━━━━━ Kutipan Teks
7.      Untuk mengetahui kebijakan dalam kepatuhan pajak
8.      Untuk mengetahui pajak dan kemandirian bangsa
9.      Untuk mengetahui keadilan pajak

1.4       Manfaat

Manfaat yang diperoleh dari penelitian ini bagi penulis yaitu menambah pengetahuan penulis mengenai Perpajakan lebih dalam, terutama penerapan kepatuhan pajak di Indonesia. Penelitian ini juga diharapkan memberi pandangan positif mengenai kebijakan perpajakan di Indonesia terutama dalam menganalisis hubungan kepatuhan pajak terhadap tingkat penerimaan pajak di Indonesia.



BAB II

PEMBAHASAN



A. Pengertian Kepatuhan Pajak (Tax Compliance)

            Pajak merupakan salah satu sumber penerimaan negara yang sangat penting bagi pembangunan nasional dewasa ini. Setiap tahun anggaran (APBN), pemerintah senantiasa berusaha untuk meningkatkan penerimaan pajak guna membiayai pembangunan yang akan dilaksanakan. Salah satu indikator yang digunakan pemerintah untuk mengikuti keberhasilan dalam penerimaan negara dari pajak ini adalah tax ratio , yaitu perbandingan jumlah pajak yang diperoleh atau dikumpulkan pemerintah dengan jumlah pendapatan domestik bruto dalam satu tahun fiskal. Semakin besar tax ratio  mengindikasikan semakin besar porsi penerimaan pajak dalam APBN.
            Upaya untuk meningkatkan penerimaan  pajak, dihadapkan pada kondisi yang masih belum optimalnya sistem perpajakan diljalankan. Dalam sistem self assesment yang berlaku saat ini posisi wajib pajak sangat penting karena wajib pajak diwajibkan untuk melaksanakan kewajiban pajaknya secara mandiri. Kewajiban penghitungan pajak, pembayaran pajak, dan pelaporan pajak dilaksanakan sendiri oleh wajib pajak dengan demikian seorang wajib pajak dituntut untuk mengerti dan memahami tidak saja peaturan perpajakan, tetapi juga aspek administrasi dan prosedur perpajakan. Pemenuhan kewajiban ini tidaklah muddah dilakukan wajib pajak. Berjalannya sistem ini banyak bergantung pada adanya aturan yang jelas, adil, dan transparan, demikian pila prosedur administrasi sederhana dan tidak berbelit-belit. Paralel dengan itu, administrasi perpajakan dituntut pula untuk benar-benar transparan dan memberikan pelayanan yang  baik dan terpuji, sehingga wajib pajak dapat melaksanakan pemenuhan kewajiban perpajakannya dengan baik dan bertanggung jawab.
━━━━━━━━━━
Sebutkan semua kewajiban yang, menurut teks tentang kepatuhan pajak, dilaksanakan sendiri oleh wajib pajak dalam sistem self assesment. Materi yang menyusul tidak diperlukan.
━━━━━ Bagian Data
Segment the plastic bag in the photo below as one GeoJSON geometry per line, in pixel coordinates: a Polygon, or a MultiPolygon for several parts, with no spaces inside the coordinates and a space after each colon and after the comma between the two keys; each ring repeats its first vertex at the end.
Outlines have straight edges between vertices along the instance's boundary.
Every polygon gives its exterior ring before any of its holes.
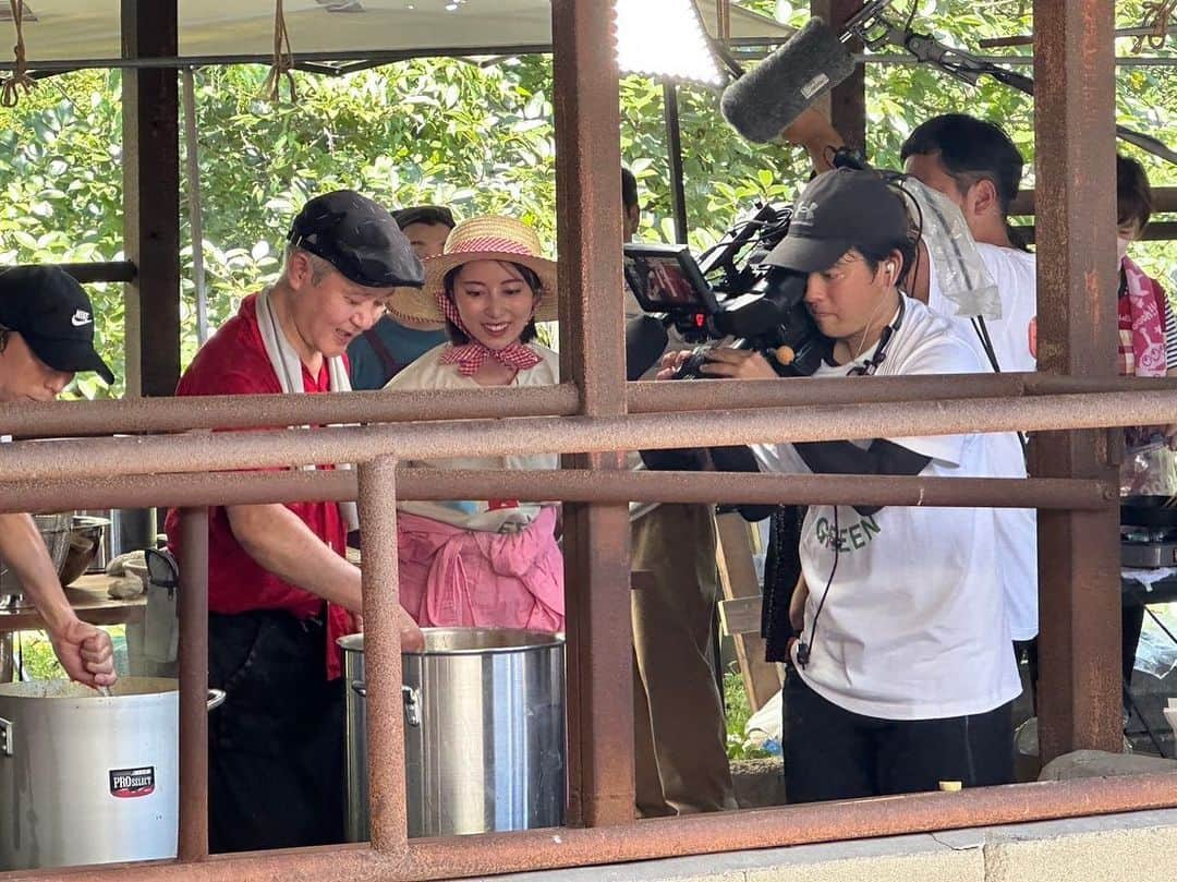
━━━━━━━━━━
> **Jawaban Tugas**:
Penghitungan pajak, pembayaran pajak, dan pelaporan pajak.